* _Data provided_:
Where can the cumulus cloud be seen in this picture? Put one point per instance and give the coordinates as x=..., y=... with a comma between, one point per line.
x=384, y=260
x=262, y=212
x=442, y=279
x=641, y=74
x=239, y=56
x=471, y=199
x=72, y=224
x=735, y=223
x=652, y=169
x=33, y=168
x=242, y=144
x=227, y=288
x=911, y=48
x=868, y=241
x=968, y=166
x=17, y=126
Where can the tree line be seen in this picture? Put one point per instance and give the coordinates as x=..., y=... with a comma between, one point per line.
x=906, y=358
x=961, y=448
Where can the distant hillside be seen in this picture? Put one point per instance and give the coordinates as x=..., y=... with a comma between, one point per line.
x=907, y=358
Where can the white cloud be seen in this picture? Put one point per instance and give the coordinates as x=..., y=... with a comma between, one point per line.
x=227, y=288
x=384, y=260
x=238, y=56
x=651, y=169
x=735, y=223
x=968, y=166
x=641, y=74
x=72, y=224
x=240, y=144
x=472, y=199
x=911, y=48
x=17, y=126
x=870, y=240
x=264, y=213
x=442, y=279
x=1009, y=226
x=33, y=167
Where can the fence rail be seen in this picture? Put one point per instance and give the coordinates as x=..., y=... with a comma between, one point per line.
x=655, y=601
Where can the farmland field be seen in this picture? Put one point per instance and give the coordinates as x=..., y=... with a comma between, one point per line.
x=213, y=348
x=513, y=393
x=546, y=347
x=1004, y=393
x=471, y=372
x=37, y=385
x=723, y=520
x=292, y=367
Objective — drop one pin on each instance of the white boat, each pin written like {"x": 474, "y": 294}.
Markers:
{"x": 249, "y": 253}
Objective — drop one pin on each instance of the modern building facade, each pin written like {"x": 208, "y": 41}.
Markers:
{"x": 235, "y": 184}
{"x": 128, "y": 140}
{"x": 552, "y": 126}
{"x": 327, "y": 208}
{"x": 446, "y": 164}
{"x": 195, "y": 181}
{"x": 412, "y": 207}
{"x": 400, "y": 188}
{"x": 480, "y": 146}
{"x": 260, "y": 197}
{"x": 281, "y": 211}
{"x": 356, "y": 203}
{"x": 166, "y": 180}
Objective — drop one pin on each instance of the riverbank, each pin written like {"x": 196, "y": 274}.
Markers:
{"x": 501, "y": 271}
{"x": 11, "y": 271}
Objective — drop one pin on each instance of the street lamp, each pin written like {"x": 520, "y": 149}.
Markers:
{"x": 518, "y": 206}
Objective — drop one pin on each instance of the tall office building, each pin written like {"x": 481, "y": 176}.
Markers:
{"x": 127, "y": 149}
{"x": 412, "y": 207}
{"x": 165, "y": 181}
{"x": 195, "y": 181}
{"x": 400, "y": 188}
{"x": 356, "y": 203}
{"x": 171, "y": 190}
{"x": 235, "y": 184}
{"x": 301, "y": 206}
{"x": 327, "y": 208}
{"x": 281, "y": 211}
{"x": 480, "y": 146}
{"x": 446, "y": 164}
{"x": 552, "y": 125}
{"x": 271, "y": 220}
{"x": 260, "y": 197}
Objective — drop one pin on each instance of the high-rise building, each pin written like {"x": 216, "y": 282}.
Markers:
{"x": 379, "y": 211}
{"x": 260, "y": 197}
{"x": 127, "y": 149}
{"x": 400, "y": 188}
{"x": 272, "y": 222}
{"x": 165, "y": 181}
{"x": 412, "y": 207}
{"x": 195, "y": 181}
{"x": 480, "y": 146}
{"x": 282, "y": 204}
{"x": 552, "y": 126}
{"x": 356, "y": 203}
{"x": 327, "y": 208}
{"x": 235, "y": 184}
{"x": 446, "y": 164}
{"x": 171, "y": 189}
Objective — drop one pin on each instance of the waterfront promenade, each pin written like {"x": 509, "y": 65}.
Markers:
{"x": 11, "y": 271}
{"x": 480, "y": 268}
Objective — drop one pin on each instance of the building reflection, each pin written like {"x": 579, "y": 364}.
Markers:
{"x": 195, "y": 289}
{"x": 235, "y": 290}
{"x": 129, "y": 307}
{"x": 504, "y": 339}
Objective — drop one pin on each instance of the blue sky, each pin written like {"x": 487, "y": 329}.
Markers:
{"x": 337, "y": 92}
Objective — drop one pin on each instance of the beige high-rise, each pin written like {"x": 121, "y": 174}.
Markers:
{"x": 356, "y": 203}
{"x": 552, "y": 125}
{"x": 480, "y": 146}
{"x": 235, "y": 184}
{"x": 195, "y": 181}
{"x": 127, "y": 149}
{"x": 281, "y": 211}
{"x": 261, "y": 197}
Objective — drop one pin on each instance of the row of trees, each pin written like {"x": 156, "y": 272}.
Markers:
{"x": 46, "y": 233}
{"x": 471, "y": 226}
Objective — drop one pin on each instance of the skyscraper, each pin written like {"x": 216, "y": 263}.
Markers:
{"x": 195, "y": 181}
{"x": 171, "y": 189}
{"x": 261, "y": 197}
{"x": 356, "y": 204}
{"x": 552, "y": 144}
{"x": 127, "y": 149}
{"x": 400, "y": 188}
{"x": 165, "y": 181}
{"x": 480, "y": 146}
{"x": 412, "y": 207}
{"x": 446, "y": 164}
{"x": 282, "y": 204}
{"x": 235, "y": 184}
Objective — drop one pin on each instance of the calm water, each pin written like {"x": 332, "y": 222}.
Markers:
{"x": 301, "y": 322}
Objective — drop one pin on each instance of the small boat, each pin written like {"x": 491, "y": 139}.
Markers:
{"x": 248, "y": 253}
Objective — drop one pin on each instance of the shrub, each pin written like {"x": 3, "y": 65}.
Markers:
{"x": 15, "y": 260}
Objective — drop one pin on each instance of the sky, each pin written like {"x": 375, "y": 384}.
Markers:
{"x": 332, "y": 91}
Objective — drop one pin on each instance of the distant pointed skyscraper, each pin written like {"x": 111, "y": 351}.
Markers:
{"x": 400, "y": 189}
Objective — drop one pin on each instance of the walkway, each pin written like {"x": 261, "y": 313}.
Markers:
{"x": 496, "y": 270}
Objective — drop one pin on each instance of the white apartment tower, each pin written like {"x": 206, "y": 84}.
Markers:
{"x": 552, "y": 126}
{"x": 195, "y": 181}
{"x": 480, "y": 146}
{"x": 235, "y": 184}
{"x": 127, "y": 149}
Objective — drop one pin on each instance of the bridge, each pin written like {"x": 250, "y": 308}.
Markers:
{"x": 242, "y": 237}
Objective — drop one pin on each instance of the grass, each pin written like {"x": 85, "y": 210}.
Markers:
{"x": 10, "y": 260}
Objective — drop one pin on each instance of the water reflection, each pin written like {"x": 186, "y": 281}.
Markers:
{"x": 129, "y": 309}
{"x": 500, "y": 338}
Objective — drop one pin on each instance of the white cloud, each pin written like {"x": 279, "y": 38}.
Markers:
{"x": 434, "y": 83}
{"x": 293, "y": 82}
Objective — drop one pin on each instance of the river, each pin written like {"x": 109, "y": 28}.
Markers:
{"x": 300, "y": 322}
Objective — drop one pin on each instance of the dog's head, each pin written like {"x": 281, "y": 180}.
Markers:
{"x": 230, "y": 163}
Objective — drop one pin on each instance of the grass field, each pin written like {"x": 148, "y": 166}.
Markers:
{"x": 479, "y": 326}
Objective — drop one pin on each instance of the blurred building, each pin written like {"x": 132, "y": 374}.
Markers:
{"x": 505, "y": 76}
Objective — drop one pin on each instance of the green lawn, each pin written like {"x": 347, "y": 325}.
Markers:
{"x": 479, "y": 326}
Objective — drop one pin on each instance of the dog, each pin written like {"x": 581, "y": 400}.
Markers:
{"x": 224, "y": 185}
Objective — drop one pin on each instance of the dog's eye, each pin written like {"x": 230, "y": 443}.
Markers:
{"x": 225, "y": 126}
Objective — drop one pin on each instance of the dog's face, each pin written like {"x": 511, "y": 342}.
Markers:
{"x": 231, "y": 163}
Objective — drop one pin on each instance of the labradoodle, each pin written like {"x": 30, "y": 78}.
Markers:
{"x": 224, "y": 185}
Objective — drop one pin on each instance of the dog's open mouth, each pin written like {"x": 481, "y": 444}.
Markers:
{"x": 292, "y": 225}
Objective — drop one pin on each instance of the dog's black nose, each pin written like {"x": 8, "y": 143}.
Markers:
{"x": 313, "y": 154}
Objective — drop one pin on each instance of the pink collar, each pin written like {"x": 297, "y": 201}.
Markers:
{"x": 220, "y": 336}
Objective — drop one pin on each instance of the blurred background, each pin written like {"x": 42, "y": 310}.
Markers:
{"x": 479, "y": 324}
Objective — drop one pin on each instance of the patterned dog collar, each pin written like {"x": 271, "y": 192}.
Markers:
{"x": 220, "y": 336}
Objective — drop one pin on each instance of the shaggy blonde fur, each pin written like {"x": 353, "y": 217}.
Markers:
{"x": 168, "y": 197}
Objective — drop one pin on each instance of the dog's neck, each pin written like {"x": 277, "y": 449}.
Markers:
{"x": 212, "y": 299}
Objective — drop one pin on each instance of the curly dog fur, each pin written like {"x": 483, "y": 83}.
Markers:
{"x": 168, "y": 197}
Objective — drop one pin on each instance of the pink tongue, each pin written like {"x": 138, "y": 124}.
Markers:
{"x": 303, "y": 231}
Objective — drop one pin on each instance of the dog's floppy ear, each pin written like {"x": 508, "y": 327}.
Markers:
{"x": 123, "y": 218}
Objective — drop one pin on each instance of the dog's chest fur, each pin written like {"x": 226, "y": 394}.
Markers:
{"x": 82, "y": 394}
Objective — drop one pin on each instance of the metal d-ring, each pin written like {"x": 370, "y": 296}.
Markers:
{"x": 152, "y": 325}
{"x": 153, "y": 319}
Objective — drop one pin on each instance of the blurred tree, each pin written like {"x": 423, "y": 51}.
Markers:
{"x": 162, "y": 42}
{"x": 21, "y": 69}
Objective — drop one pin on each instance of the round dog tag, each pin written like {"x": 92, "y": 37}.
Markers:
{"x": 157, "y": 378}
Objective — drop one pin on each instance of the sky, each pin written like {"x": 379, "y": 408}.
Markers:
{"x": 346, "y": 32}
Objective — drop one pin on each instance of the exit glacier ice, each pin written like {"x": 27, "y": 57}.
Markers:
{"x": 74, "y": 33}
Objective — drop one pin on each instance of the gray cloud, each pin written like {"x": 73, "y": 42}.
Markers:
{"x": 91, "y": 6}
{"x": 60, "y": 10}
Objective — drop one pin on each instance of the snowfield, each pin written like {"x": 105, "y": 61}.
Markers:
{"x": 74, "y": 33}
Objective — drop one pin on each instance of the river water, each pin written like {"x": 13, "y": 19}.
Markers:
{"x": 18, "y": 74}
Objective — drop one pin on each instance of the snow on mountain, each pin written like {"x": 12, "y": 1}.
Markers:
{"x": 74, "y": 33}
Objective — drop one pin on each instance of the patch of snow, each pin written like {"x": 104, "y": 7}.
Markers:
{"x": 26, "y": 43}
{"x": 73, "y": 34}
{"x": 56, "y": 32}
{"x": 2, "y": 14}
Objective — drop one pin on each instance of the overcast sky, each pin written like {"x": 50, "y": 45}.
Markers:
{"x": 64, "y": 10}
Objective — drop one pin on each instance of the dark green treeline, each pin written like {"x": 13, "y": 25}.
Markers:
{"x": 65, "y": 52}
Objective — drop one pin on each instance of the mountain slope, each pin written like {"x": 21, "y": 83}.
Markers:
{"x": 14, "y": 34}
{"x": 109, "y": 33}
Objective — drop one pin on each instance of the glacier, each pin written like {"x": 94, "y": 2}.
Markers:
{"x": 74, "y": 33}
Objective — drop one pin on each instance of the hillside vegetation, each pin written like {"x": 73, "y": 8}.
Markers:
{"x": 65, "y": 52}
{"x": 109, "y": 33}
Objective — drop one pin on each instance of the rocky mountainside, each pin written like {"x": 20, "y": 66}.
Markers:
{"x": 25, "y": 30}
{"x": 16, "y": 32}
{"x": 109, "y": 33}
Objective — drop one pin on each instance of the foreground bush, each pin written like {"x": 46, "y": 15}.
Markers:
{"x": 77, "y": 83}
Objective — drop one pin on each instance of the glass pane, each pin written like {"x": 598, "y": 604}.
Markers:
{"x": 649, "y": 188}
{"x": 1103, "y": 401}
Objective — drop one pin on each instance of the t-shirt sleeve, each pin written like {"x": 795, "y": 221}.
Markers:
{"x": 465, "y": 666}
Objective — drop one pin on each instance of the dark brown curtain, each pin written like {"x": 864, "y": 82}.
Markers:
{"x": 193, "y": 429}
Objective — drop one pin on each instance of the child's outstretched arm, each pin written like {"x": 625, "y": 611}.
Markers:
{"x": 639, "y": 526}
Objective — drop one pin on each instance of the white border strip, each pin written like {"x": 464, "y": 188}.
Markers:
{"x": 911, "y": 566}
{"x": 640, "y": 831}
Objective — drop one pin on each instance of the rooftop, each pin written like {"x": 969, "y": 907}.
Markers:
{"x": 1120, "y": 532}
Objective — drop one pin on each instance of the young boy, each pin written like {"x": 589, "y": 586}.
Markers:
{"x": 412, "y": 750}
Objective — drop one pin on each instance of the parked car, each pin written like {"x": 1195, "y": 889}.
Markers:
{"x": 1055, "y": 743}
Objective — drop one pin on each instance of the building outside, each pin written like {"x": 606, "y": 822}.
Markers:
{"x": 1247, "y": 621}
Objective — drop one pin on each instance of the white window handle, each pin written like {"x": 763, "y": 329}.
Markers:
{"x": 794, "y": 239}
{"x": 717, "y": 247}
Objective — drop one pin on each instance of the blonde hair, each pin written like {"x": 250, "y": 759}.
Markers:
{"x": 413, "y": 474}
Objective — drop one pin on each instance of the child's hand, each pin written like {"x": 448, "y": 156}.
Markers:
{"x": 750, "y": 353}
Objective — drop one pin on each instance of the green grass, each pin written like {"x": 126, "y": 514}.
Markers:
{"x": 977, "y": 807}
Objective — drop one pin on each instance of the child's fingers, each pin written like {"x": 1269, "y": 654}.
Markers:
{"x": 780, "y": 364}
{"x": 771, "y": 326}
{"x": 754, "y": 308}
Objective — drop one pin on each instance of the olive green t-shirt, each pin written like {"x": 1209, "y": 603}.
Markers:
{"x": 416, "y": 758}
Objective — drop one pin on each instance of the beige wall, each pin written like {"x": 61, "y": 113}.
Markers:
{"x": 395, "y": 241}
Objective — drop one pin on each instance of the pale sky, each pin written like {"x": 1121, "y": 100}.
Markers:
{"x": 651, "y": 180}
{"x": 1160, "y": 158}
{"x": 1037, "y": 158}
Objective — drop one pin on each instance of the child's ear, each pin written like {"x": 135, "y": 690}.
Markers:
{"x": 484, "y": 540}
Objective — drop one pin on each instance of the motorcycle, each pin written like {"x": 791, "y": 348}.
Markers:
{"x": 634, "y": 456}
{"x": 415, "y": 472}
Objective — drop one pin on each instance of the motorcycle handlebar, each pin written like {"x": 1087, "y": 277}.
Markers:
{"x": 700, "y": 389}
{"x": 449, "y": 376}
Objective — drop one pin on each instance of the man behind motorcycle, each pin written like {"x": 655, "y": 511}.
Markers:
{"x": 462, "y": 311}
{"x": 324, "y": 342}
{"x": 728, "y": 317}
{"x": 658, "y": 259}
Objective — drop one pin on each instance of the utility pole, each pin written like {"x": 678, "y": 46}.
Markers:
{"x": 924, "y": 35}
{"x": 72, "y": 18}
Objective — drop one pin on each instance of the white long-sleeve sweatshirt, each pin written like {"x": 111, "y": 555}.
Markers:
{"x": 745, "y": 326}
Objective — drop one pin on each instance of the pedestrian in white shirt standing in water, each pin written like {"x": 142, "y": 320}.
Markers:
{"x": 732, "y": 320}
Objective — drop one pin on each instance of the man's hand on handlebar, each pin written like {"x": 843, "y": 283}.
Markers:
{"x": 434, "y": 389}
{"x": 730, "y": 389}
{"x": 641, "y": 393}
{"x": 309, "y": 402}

* _Task item_: Above is a listing; print exactly its lines from the one with "Objective — drop one pin on each instance of the exit" through the one with "Objective — drop one pin on each instance of the rocky", and no other lines.

* _Solution to the problem_:
Objective — drop one pin on each instance of the exit glacier ice, each pin written like {"x": 27, "y": 57}.
Markers:
{"x": 74, "y": 33}
Objective — drop one pin on each instance of the gray cloud, each pin written like {"x": 73, "y": 42}.
Markers:
{"x": 91, "y": 6}
{"x": 60, "y": 10}
Objective — drop one pin on each instance of the snowfield, each pin written like {"x": 105, "y": 61}.
Markers:
{"x": 74, "y": 33}
Objective — drop one pin on each instance of the river water, each pin written like {"x": 13, "y": 19}.
Markers:
{"x": 18, "y": 74}
Objective — drop one pin on each instance of the snow on mountain, each pin written like {"x": 12, "y": 1}.
Markers:
{"x": 74, "y": 33}
Objective — drop one pin on each instance of the patch of snow, each pin written like {"x": 104, "y": 7}.
Markers:
{"x": 26, "y": 43}
{"x": 73, "y": 34}
{"x": 56, "y": 32}
{"x": 2, "y": 14}
Objective — drop one pin on each instance of the overcast sky, each pin written like {"x": 50, "y": 45}.
Markers:
{"x": 64, "y": 10}
Objective — drop one pin on each instance of the dark green treeline, each pin written like {"x": 13, "y": 25}.
Markers:
{"x": 65, "y": 52}
Objective — drop one pin on each instance of the mountain slope, each pin written like {"x": 21, "y": 83}.
Markers:
{"x": 14, "y": 34}
{"x": 109, "y": 33}
Objective — drop one pin on each instance of the glacier, each pin written like {"x": 94, "y": 2}.
Markers:
{"x": 74, "y": 33}
Objective — drop one pin on each instance of the hillside vegetation, each pin written like {"x": 73, "y": 8}.
Markers:
{"x": 65, "y": 52}
{"x": 109, "y": 33}
Objective — drop one pin on each instance of the rocky mountainside, each pin written like {"x": 20, "y": 66}.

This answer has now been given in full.